**Supplied entries:**
▽

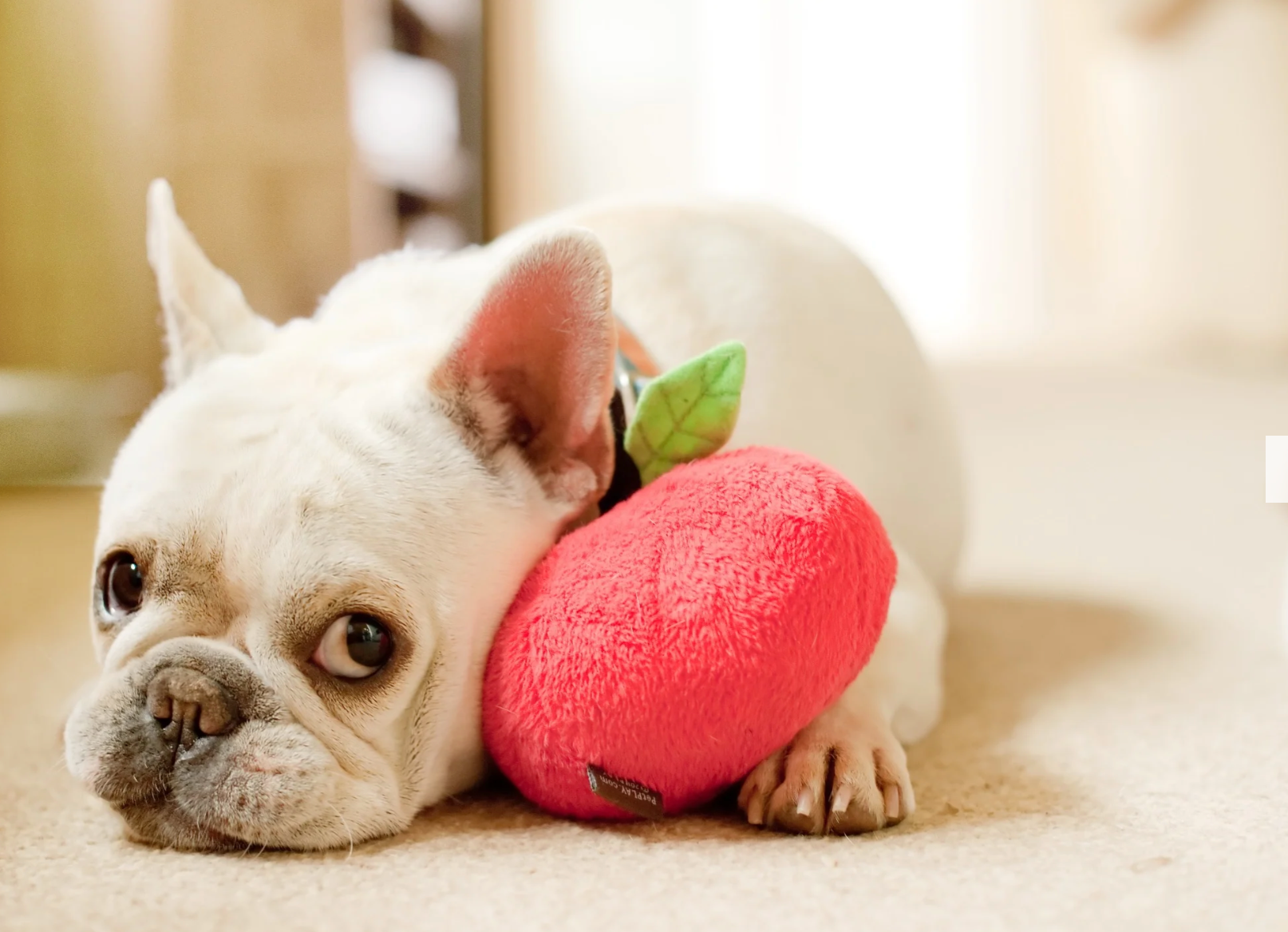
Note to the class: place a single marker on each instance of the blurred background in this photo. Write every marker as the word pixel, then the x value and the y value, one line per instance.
pixel 1037 182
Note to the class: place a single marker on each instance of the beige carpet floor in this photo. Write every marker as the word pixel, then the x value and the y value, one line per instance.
pixel 1114 752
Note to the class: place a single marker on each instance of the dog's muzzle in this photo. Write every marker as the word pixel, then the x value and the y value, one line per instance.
pixel 187 705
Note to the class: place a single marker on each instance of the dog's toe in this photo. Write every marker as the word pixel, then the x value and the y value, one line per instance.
pixel 843 774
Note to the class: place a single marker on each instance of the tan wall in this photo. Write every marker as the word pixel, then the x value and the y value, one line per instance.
pixel 241 103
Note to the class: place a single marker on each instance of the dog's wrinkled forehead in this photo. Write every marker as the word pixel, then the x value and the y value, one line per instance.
pixel 266 457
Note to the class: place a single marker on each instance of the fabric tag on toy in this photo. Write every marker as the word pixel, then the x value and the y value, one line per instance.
pixel 627 795
pixel 688 413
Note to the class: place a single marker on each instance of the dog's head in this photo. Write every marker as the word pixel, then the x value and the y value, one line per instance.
pixel 308 541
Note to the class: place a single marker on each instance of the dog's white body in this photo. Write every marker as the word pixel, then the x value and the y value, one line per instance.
pixel 285 459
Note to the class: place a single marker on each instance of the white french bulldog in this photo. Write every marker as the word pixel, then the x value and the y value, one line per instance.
pixel 308 541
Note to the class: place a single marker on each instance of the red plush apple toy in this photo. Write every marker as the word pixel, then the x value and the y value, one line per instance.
pixel 661 652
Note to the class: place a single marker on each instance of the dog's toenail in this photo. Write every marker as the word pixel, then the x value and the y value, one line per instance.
pixel 891 796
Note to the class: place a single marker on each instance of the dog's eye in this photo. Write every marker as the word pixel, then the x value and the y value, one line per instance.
pixel 123 585
pixel 354 646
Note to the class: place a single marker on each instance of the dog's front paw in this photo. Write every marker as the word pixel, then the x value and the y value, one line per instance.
pixel 845 772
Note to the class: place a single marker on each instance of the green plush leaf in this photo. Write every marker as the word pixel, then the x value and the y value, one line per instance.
pixel 689 413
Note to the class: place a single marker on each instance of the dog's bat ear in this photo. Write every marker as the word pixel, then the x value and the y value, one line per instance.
pixel 203 309
pixel 535 365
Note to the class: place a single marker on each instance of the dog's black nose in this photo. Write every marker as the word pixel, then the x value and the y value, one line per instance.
pixel 188 705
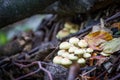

△

Every line from the one containing "the dog's front" to the end of the material above is to be returned exactly, with the pictures left out.

**Task result:**
Note to the class: place a single marker on each instance of the dog's front paw in this photo. Write every marker as the word pixel, then the x value and the y value, one line per instance.
pixel 845 772
Note to the class: place a single marker on each instance of the green plush leaf in this photo. Write every marker as the word pixel, then the x value and the y value, one line per instance.
pixel 689 413
Note to the class: place a single marker on each instance of the dog's bat ear in this photo. Write every marker as the word pixel, then the x value and the y value, one line per instance.
pixel 203 309
pixel 535 365
Note to the class: place a single marker on each instance of the dog's black nose in this photo. Write every marker as the word pixel, then the x value and the y value, one line per instance.
pixel 188 705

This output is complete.